--- START Input ---

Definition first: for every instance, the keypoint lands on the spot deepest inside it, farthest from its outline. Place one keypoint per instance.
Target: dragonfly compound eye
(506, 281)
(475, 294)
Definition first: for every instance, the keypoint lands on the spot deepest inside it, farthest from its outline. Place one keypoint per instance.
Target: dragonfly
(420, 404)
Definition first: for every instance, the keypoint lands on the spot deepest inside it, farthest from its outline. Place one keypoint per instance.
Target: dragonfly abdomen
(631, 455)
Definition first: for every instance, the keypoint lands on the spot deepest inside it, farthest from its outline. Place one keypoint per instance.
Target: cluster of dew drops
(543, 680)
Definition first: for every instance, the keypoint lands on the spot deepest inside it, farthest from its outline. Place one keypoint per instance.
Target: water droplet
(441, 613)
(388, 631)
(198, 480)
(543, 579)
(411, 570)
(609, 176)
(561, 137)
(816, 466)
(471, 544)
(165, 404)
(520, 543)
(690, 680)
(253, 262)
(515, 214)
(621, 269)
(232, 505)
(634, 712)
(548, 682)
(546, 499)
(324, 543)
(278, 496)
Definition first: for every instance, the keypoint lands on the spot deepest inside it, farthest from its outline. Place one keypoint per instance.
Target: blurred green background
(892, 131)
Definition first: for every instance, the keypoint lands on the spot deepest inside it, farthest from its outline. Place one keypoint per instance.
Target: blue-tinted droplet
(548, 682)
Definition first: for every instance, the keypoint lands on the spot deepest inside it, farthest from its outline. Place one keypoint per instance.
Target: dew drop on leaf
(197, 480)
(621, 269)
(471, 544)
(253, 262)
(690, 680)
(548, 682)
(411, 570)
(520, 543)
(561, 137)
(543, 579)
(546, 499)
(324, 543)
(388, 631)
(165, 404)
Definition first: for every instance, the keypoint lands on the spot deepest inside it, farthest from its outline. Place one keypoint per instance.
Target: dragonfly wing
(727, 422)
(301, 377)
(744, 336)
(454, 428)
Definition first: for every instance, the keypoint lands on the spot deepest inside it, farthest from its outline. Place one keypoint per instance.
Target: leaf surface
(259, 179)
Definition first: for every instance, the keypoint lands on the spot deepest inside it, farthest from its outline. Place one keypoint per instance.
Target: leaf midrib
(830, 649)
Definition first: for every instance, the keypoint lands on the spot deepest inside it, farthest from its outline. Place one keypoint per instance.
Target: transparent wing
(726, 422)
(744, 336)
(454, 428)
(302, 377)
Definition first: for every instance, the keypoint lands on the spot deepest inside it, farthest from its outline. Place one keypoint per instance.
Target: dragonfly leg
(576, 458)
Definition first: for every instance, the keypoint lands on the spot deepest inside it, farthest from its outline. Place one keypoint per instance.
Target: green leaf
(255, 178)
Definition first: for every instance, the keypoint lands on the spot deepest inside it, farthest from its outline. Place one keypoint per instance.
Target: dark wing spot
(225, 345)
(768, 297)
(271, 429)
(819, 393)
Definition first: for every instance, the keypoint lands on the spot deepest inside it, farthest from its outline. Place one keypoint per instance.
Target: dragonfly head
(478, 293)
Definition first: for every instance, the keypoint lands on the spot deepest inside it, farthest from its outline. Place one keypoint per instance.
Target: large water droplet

--- END Input ---

**Task to carry out**
Identify every line above that contains the string "wing", and copy each of those lines in full. Case counts.

**Task output**
Target: dragonfly wing
Target: transparent wing
Target: dark wing spot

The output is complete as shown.